> Tasks for this exercise
A. Name every part of the lock case that the Unity lock factory tutorial instantiates from its own prefab.
B. Continue the Unity lock factory tutorial from its last sentence.

Provided text START

We instantiated the left, right, and middle objects from their respective case prefabs and positioned the left and right parts next to the first and last cylinders based on the cylinder count and cylinder width, which is 0.5 units. We also centered the middle part and scaled it to wrap it around all the cylinders. Finally, we set the parent for all of them to be parentLock, the previously created root object passed as an argument, and unpacked all three prefabs.

The last method we need to implement is the CreateCylinder method, which we call in the for loop inside the Create method, passing in the current index and parentLock game object.

private void CreateCylinder(int i, GameObject parentLock)
{
    var cylinder = PrefabUtility.InstantiatePrefab(_cylinderPrefab) as GameObject;
    cylinder.transform.position += Vector3.back * (0.5f * i);
    cylinder.transform.SetParent(parentLock.transform);
    UnpackPrefab(cylinder);
}

This will create and position the cylinders based on the current index i and their width of 0.5 units. Now, you can go back to the Unity Editor, open the Lock Factory window from Tools → Lock Factory, and try creating a few different locks.

Provided text END
Exercise data START

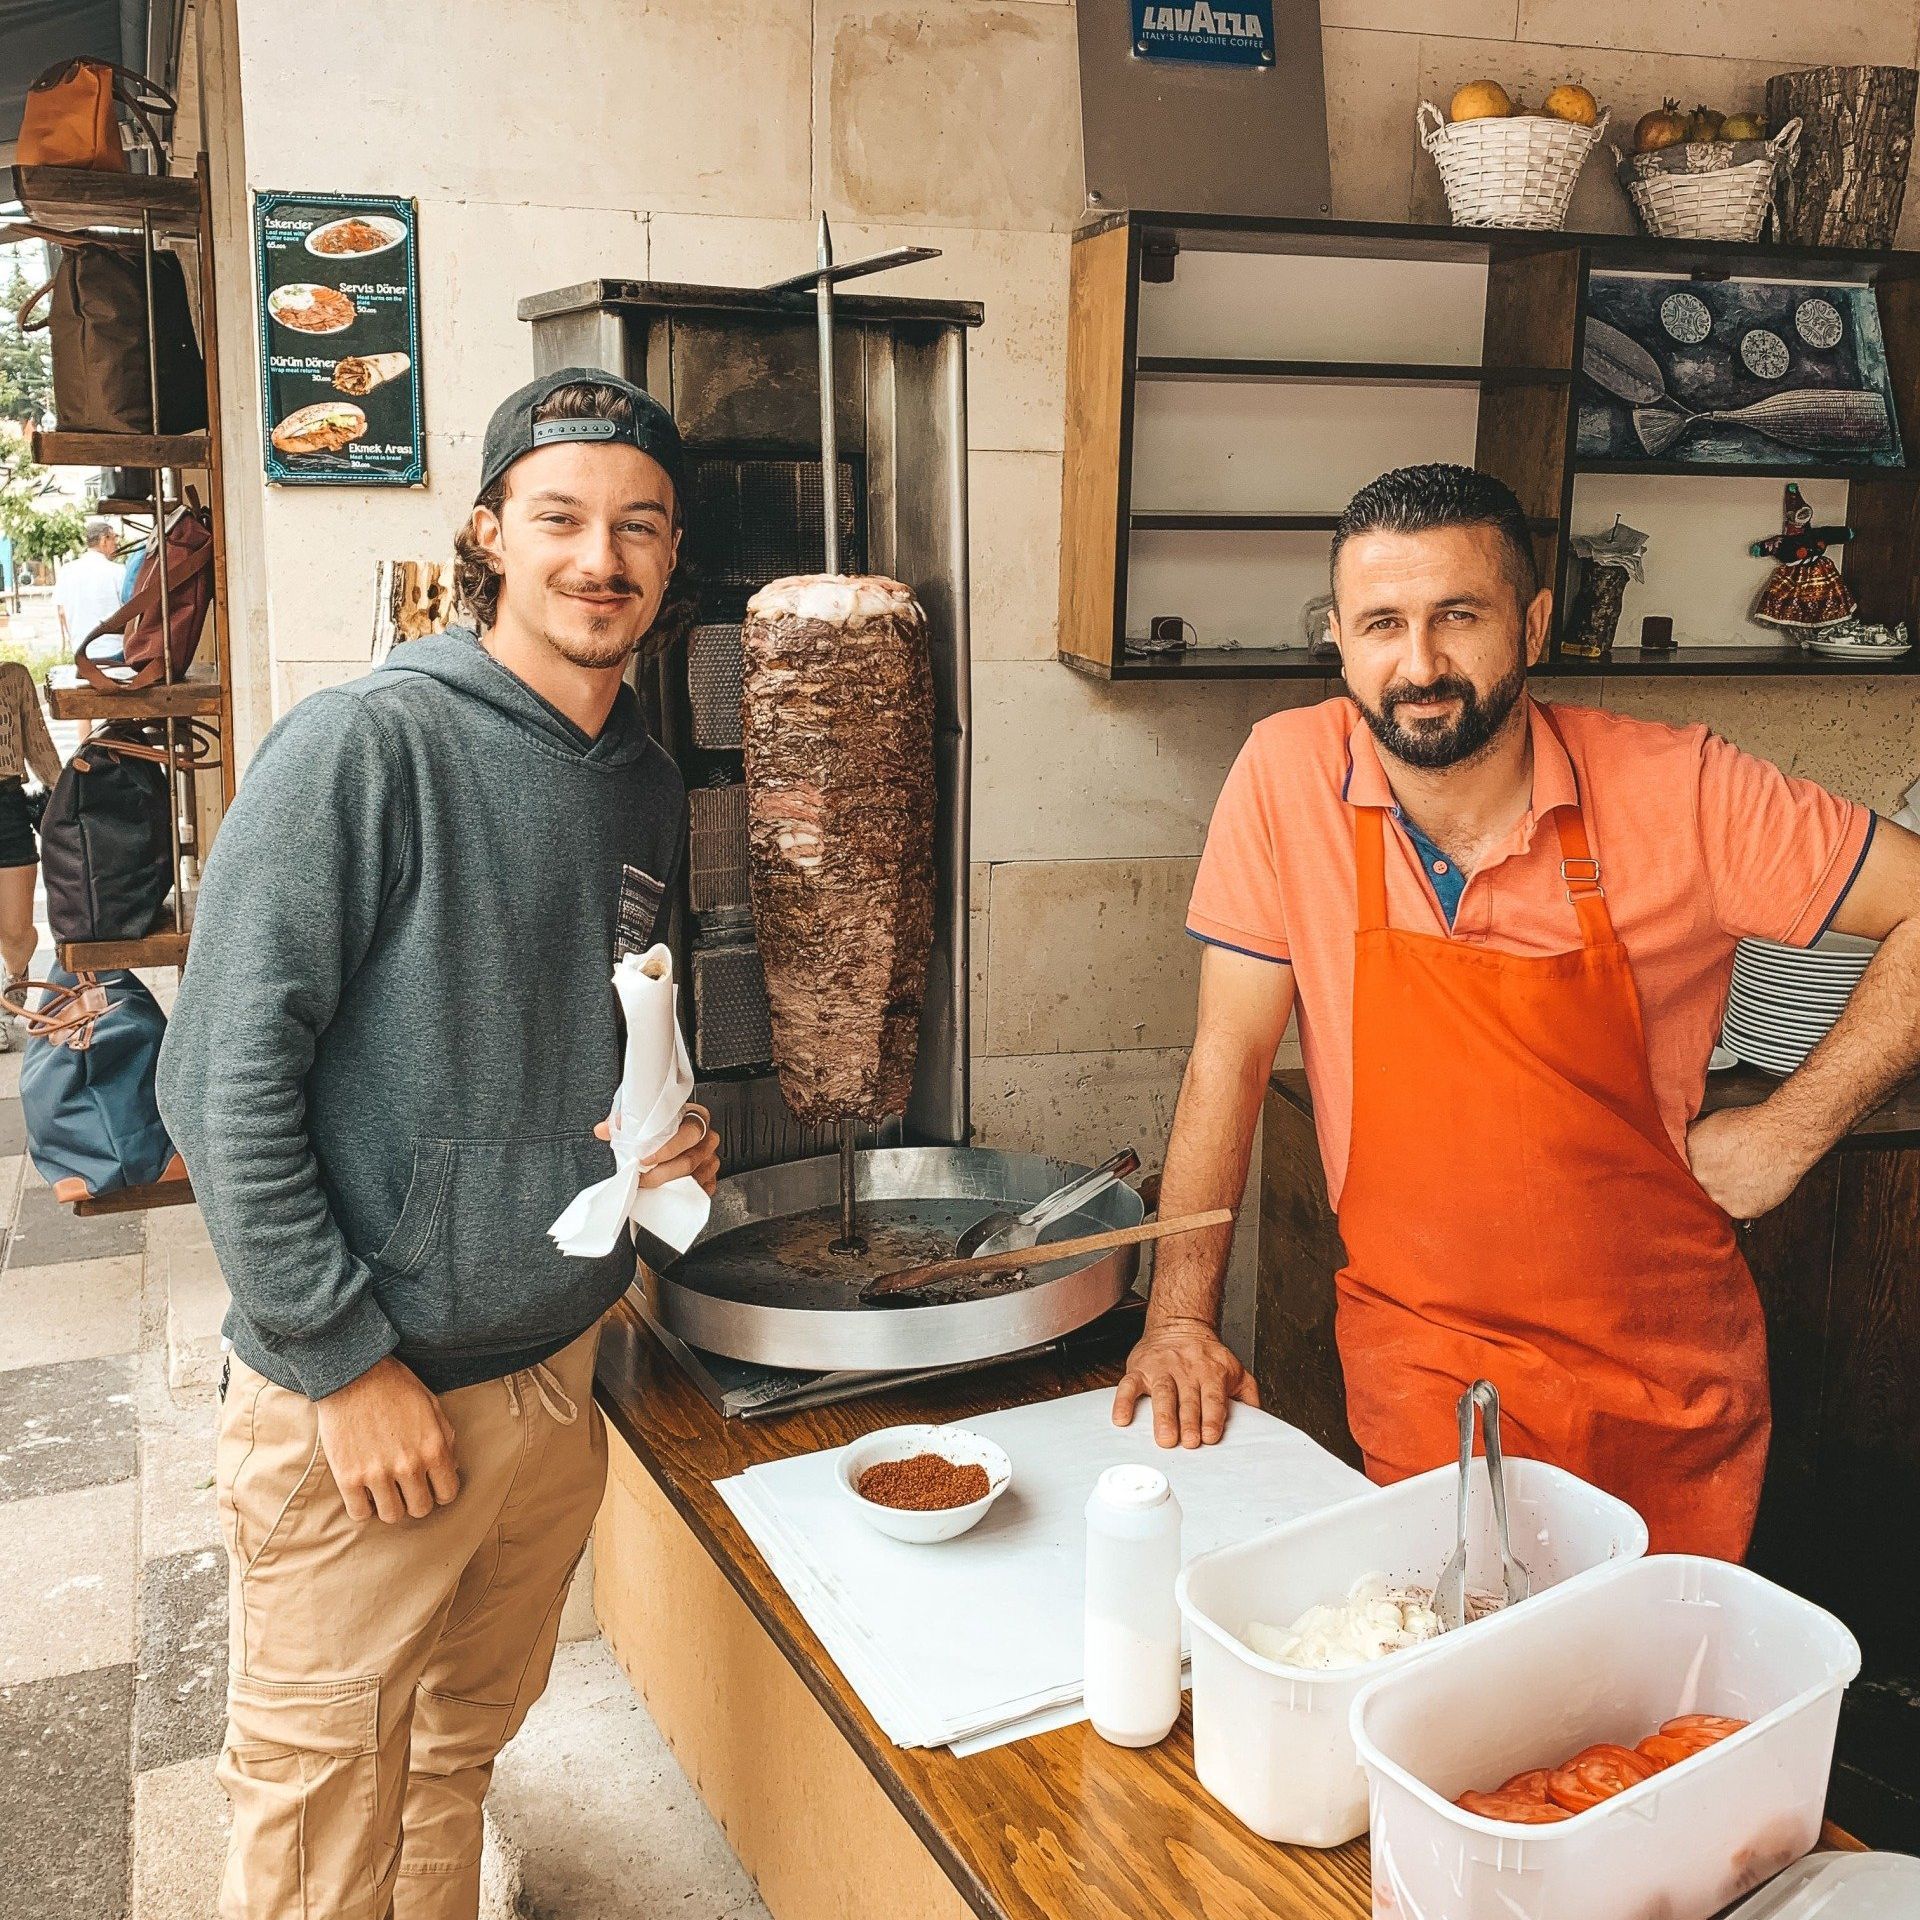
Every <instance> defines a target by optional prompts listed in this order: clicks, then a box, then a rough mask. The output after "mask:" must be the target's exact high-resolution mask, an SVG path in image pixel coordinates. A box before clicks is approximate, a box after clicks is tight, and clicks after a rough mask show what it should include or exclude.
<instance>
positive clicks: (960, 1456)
mask: <svg viewBox="0 0 1920 1920" xmlns="http://www.w3.org/2000/svg"><path fill="white" fill-rule="evenodd" d="M916 1453H939V1457H941V1459H950V1461H952V1463H954V1465H956V1467H985V1469H987V1492H985V1494H983V1496H981V1498H979V1500H973V1501H970V1503H968V1505H964V1507H927V1509H922V1507H883V1505H881V1503H879V1501H877V1500H864V1498H862V1496H860V1475H862V1473H866V1471H868V1467H877V1465H881V1463H883V1461H889V1459H912V1457H914V1455H916ZM1012 1478H1014V1463H1012V1461H1010V1459H1008V1457H1006V1453H1004V1452H1002V1450H1000V1448H998V1446H995V1444H993V1442H991V1440H989V1438H987V1436H985V1434H975V1432H968V1430H966V1428H964V1427H883V1428H881V1430H879V1432H877V1434H868V1436H866V1438H864V1440H854V1442H852V1446H849V1448H847V1450H845V1452H843V1453H841V1459H839V1482H841V1492H845V1494H847V1498H849V1500H851V1501H852V1503H854V1505H856V1507H858V1509H860V1517H862V1519H864V1521H866V1523H868V1526H876V1528H877V1530H879V1532H883V1534H891V1536H893V1538H895V1540H908V1542H912V1544H914V1546H931V1544H933V1542H935V1540H954V1538H958V1536H960V1534H964V1532H966V1530H968V1528H970V1526H977V1524H979V1523H981V1521H983V1519H985V1515H987V1509H989V1507H991V1505H993V1503H995V1501H996V1500H998V1498H1000V1496H1002V1494H1004V1492H1006V1488H1008V1484H1010V1482H1012Z"/></svg>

Exercise data END

> Answers to each task
A. left, right, middle

B.
If your solution does not work as expected, you can refer to the example project on GitHub. You can also implement proper error handling for cases where the values exceed the number of cylinders, or where any value is negative, which I have omitted to keep this example straightforward.

Conclusion

And this brings us to the end of this short tutorial series on creating a cylindrical combination lock in Unity. In the previous part, we did the heavy lifting by building a solid foundation, which we leveraged today to create a custom tool for assembling locks automatically. The key takeaway here is that when you build something with the potential for modularity and automation, it's worth thinking ahead and designing your modular pieces to be easy to work with.